▸ **抜粋本文**:
################

運動習慣を身につけることは、ビジネスを持続させるための有効な投資
「運動したほうがいいとは思っても行動に起こせない」人が多いのが現状です。現代人、ひいては経営者にとって運動が必要な理由を教えてください。
一言でいえば健康維持に欠かせないものだからです。肥満などによる生活習慣病を予防したり、体を動かすために必要な筋肉の衰えを防いだり。体を動かすことでさまざまな不調を予防できるからこそ、ドクターも運動を推奨するわけです。ちなみに海外では、長時間座り続けることは、喫煙と同等の健康被害を及ぼすものであると問題視する声が上がっています。
現に私が健康アドバイザーを請け負っている企業でも、テレワークの導入で体を動かす機会が減った影響からか、人間ドックに引っかかる方が多くなったと感じています。たとえば、20代で糖尿病やその予備軍と診断されたり、加齢や筋力の衰えが原因で起こる変形性膝関節症を発症してしまったり…。体の健康だけでなく、うつ病などメンタル面での不調を訴える方も増えました。

################

▸ **掲載記録**:
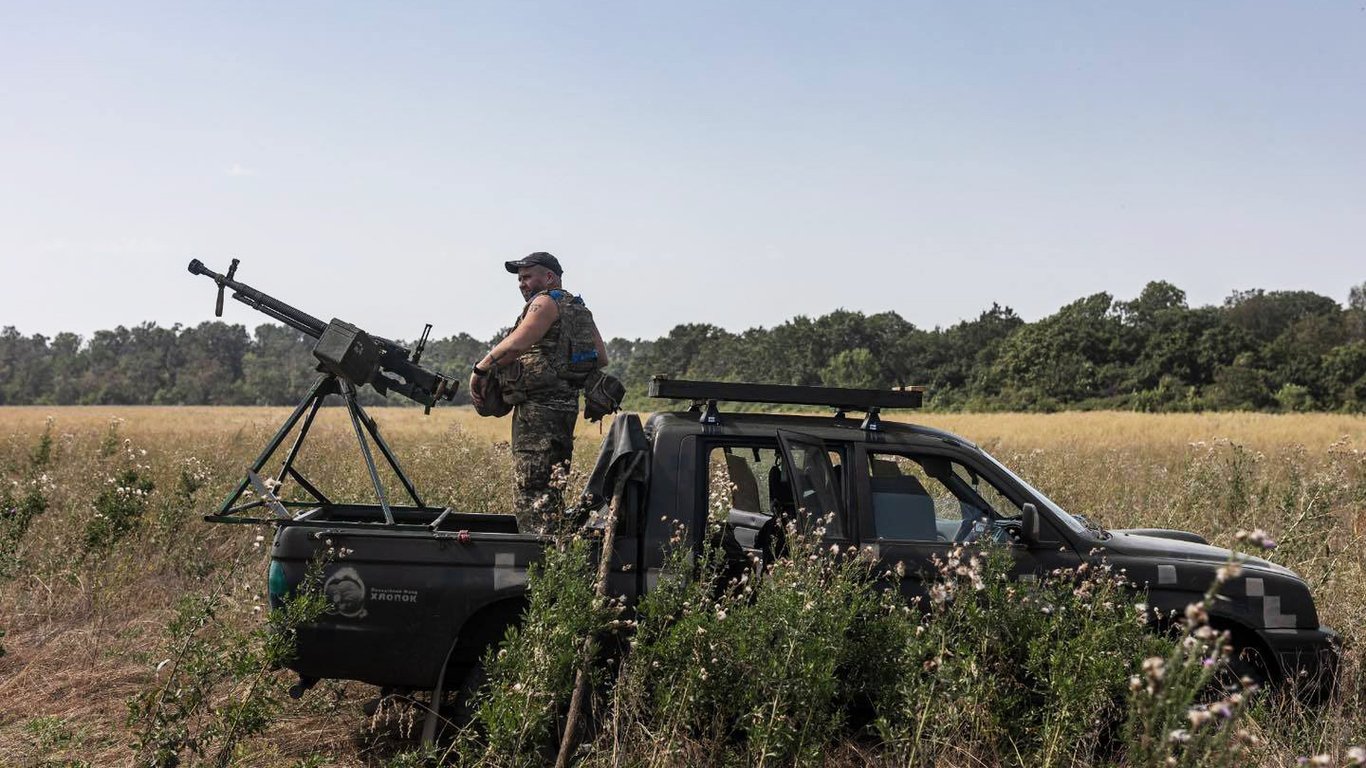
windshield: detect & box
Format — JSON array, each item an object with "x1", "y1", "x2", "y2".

################

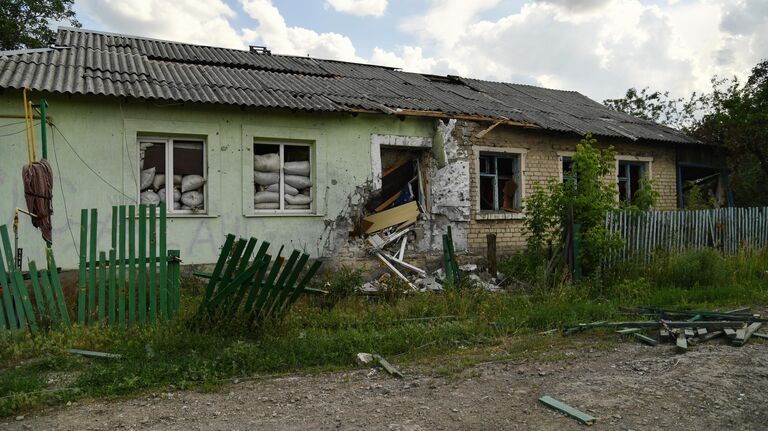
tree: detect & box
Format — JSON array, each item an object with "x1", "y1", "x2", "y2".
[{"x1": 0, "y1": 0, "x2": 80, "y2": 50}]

################

▸ **課題一覧**:
**a.** 本文の「運動習慣を身につけることは、ビジネスを持続させるための有効な投資」から「題視する声が上がっています。」までを、終わりの語句も含めてそのまま打ち直してください。
**b.** 本文について、次の問いに答えてください。
(i) 海外では、長時間座り続けることは何と同等の健康被害を及ぼすと問題視されていますか。
(ii) 20代で診断された例として、本文はどのような病名を挙げていますか。
(iii) 体の健康以外に、どのような不調を訴える人が増えたと述べられていますか。
記録は本文とは別の出典から取られています。

▸ **課題別の解答**:
**a.**
運動習慣を身につけることは、ビジネスを持続させるための有効な投資
「運動したほうがいいとは思っても行動に起こせない」人が多いのが現状です。現代人、ひいては経営者にとって運動が必要な理由を教えてください。
一言でいえば健康維持に欠かせないものだからです。肥満などによる生活習慣病を予防したり、体を動かすために必要な筋肉の衰えを防いだり。体を動かすことでさまざまな不調を予防できるからこそ、ドクターも運動を推奨するわけです。ちなみに海外では、長時間座り続けることは、喫煙と同等の健康被害を及ぼすものであると問題視する声が上がっています。

**b.**
(i) 喫煙
(ii) 糖尿病やその予備軍
(iii) うつ病などメンタル面での不調